Your objective | Please reproduce, exactly and in full, the lines from the one containing "For every instance of the cloudy" to the end of the material below.

Dataset records |

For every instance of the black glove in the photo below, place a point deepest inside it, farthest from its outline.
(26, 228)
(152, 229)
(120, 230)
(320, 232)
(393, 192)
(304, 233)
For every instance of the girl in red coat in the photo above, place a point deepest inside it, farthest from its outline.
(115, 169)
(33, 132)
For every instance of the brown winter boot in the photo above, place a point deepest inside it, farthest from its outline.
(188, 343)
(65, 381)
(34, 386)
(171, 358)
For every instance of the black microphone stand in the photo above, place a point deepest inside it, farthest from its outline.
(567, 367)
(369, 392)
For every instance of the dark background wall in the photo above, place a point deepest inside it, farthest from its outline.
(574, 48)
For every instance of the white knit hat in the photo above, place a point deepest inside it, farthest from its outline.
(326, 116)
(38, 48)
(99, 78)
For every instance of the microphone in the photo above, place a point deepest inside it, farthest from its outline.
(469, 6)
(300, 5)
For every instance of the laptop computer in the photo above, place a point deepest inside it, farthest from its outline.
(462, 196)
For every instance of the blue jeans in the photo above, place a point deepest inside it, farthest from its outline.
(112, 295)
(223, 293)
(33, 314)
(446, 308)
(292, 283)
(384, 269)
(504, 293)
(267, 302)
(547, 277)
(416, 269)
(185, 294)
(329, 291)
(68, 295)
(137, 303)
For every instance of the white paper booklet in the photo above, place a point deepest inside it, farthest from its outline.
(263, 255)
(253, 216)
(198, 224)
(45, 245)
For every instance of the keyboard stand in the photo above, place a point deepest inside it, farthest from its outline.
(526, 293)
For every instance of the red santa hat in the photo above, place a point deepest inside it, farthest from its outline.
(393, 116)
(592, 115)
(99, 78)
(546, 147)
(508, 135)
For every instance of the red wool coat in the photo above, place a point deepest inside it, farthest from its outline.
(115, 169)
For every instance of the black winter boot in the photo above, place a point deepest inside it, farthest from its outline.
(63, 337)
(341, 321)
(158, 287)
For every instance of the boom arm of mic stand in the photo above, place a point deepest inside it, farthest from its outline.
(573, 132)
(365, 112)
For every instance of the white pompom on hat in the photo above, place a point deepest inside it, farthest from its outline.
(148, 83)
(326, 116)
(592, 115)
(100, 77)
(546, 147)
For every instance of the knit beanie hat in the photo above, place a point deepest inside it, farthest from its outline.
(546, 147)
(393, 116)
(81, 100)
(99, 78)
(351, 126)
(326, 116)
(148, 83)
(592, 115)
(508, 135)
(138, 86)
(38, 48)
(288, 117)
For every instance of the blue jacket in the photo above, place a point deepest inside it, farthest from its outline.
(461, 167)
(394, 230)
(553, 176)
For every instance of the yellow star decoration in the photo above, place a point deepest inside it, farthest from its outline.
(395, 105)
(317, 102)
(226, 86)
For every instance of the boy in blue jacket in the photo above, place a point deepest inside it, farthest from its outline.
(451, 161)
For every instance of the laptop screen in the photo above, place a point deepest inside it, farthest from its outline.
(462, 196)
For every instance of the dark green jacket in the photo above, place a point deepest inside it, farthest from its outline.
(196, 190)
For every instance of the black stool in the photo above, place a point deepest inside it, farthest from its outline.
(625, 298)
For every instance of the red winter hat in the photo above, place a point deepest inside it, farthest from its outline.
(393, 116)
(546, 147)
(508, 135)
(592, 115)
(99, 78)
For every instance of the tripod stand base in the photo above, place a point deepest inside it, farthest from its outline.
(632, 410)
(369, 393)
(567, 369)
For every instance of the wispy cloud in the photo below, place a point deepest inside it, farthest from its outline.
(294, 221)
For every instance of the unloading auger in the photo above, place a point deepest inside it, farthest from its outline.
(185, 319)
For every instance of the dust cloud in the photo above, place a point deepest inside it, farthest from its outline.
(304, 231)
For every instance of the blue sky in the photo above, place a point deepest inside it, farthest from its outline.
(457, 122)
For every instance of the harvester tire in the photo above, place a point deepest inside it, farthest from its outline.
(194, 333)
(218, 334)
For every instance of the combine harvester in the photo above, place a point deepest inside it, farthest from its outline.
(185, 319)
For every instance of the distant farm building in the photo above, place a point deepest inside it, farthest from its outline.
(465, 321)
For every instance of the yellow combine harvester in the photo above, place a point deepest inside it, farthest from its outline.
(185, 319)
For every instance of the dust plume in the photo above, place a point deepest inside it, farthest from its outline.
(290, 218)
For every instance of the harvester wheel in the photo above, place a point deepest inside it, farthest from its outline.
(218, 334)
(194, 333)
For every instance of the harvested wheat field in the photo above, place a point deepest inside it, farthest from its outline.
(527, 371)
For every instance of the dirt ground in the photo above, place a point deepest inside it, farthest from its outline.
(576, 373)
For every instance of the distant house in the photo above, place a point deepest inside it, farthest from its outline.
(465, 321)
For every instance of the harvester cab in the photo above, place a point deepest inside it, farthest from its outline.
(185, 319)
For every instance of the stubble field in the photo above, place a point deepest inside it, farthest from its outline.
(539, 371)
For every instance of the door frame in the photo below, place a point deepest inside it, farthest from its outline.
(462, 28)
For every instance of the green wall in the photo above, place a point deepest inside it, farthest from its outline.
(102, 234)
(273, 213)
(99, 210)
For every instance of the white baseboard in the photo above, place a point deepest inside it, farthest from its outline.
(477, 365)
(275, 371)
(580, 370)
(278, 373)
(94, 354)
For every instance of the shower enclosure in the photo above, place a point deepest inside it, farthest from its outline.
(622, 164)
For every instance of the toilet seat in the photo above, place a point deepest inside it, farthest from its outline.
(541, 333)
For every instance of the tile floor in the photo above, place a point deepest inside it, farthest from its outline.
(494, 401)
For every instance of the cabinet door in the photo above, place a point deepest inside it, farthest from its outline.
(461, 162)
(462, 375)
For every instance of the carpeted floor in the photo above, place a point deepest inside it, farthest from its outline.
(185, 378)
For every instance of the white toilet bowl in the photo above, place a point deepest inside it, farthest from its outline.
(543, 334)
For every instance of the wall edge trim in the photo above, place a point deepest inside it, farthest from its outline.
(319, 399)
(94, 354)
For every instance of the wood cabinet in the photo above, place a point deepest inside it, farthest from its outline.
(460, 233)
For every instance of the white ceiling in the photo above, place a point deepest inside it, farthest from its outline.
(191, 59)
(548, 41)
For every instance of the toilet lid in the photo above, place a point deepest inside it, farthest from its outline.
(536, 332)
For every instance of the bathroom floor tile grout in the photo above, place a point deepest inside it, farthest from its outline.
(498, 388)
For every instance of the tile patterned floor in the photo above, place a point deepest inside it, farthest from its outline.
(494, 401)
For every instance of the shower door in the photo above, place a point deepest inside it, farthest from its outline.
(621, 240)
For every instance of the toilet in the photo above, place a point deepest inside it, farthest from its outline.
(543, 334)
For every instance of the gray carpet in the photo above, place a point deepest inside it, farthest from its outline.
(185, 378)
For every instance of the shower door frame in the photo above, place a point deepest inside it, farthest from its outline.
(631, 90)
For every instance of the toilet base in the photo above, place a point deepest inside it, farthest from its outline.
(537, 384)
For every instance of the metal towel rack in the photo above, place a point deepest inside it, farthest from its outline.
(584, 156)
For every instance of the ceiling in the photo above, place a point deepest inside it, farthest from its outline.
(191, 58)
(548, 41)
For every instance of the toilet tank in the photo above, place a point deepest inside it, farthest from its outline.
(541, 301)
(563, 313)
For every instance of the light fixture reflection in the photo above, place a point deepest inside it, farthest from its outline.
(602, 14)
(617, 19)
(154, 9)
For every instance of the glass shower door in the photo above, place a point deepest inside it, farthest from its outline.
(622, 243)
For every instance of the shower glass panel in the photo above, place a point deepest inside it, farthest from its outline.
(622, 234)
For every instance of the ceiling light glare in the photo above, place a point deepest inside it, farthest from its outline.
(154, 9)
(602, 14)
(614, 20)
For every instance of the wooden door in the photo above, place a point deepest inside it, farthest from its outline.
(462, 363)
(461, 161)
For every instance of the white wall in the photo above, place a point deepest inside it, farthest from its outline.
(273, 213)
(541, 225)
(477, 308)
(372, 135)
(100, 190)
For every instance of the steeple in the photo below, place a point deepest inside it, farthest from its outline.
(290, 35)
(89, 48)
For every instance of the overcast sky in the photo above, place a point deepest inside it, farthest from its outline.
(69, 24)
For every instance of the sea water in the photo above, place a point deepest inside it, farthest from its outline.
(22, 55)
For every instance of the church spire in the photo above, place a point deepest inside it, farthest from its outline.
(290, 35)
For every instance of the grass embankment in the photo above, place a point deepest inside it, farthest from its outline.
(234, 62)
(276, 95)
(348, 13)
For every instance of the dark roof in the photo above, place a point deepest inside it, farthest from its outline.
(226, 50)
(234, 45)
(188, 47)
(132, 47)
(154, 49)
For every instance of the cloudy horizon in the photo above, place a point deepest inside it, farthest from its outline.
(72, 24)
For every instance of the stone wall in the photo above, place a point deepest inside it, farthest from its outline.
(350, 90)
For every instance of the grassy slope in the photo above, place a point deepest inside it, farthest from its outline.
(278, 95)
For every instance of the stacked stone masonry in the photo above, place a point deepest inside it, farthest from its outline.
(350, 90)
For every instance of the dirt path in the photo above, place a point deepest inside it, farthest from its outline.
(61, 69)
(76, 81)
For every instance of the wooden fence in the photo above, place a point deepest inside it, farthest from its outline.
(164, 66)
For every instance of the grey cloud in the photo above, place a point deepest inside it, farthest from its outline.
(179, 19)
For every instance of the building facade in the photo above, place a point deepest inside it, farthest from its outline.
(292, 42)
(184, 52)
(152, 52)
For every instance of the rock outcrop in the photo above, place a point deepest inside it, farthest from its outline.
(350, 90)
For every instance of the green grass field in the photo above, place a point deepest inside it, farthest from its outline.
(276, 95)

Solution |
For every instance of the cloudy horizon in the photo above, place a point deepest inside it, farthest from its outline.
(72, 24)
For every instance of the stone wall in the photo above, place a point deepest inside it, farthest from its outline.
(350, 90)
For every instance of the grassy slope in the photo above, place a point deepest inside it, farthest from its outline.
(278, 95)
For every instance of the stacked stone masonry in the photo above, place a point deepest inside it, farthest from its outline.
(350, 90)
For every instance of the dirt path in the photo above, place a point deepest inside it, farthest from its outline.
(61, 69)
(76, 81)
For every instance of the wooden fence in the photo above, place a point deepest inside it, farthest from its outline.
(164, 66)
For every instance of the grey cloud in the photo above, place a point deepest inside it, farthest from its outline.
(179, 19)
For every instance of the building facade in the photo above, place a point deepest inside it, farthest from its outline.
(292, 42)
(184, 52)
(152, 52)
For every instance of the rock outcrop in the photo above, place a point deepest inside it, farthest from its outline.
(350, 90)
For every instance of the green grass field in the photo above, place a point deepest inside it, farthest from its outline.
(276, 95)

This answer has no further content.